**REQUIRED ACTION 1**
According to the brain-heart research excerpt below, what is the amount of the CFREF grant to the University of Ottawa?
**REQUIRED ACTION 2**
For each statement, decide whether it agrees with the brain-heart research excerpt below, answering yes or no and quoting the deciding words: (a) The University of Ottawa will be working with several partner universities. (b) Liu says high blood pressure and diabetes are less common in the black and Asian populations. (c) In the Indigenous peoples' view, activities should be harmonized with nature to reduce stress.
::: SELECTED EXTRACT
Novel integrated knowledge translation
In addition to funding foundational and clinical research, the CFREF grant of CA$109 million to the University of Ottawa (which will be working with several partner universities) will support training “the first generation of research leaders in ‘interconnectome’, science and brain integration, paving the way with novel integrated knowledge translation – and equity, diversity and inclusion embedded approaches to research,” says the university’s media release.
According to Liu, studying different ethnic populations is a vital part of the initiative.
“We’ve realised that the intricacies of the brain-heart interactions and disease conditions are, in fact, culturally dependent, partly in terms of access to health resources. But also, we’ve determined [that high] blood pressure and diabetes, which affect the brain and the heart … are much more common in our black population and our Asian population. And, therefore, the consequences of these [conditions] are much more magnified in those settings.
“Conversely, the Indigenous peoples’ view of these conditions is that we need to harmonise our activities with nature so that we can reduce stress and maintain health, and build resilience. This is the value of working with different communities so that we can learn from each other [and] mitigate the risk, to produce healthier populations,” said Liu.
::::::
::: MATERIAL PROVIDED
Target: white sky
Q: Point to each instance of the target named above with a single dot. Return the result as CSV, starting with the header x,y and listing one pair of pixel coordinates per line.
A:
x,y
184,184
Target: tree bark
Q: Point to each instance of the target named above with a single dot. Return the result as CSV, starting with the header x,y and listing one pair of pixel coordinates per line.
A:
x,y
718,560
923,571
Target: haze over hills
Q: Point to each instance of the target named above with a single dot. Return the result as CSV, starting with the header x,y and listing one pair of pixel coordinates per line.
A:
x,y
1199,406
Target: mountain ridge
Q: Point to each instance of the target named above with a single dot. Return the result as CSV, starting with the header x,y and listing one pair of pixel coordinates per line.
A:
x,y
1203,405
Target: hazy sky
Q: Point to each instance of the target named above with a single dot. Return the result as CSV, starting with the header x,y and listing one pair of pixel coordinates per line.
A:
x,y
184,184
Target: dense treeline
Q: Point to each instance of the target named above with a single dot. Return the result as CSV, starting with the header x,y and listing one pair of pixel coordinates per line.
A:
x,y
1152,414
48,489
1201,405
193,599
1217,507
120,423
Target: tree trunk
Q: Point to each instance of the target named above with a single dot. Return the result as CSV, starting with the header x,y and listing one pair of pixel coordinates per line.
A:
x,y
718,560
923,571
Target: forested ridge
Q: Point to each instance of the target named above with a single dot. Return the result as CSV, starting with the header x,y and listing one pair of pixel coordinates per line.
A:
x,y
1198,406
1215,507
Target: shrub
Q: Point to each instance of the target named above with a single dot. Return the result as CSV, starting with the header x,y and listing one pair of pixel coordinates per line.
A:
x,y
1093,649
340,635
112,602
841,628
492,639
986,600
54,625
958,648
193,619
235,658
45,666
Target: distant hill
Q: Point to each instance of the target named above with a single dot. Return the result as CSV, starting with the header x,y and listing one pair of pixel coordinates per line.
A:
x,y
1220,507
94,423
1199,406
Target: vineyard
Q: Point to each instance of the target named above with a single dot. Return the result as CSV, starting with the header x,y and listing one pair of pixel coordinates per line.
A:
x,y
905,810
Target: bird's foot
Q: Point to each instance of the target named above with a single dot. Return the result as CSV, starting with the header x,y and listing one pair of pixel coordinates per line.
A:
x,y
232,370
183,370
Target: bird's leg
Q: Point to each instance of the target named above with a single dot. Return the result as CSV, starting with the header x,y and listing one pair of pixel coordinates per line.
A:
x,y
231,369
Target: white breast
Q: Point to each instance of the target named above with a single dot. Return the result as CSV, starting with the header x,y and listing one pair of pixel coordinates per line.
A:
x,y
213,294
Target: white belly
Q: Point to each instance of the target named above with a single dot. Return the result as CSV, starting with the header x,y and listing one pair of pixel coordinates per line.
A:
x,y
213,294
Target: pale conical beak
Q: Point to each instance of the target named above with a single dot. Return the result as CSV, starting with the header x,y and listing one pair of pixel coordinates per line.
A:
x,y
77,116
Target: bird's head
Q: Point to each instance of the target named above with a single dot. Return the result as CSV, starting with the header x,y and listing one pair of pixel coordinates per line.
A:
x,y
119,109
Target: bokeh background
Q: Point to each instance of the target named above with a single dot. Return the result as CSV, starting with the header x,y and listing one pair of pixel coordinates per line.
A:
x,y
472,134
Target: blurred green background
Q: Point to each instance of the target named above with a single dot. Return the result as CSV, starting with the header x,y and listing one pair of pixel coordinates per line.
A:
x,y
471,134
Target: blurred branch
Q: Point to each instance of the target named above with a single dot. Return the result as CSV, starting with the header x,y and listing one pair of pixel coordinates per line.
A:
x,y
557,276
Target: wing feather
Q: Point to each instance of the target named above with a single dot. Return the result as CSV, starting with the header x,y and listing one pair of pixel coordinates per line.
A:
::::::
**ANSWER 1**
CA$109 million

**ANSWER 2**
(a) Yes: "which will be working with several partner universities"
(b) No: "are much more common in our black population and our Asian population"
(c) Yes: "we need to harmonise our activities with nature so that we can reduce stress and maintain health"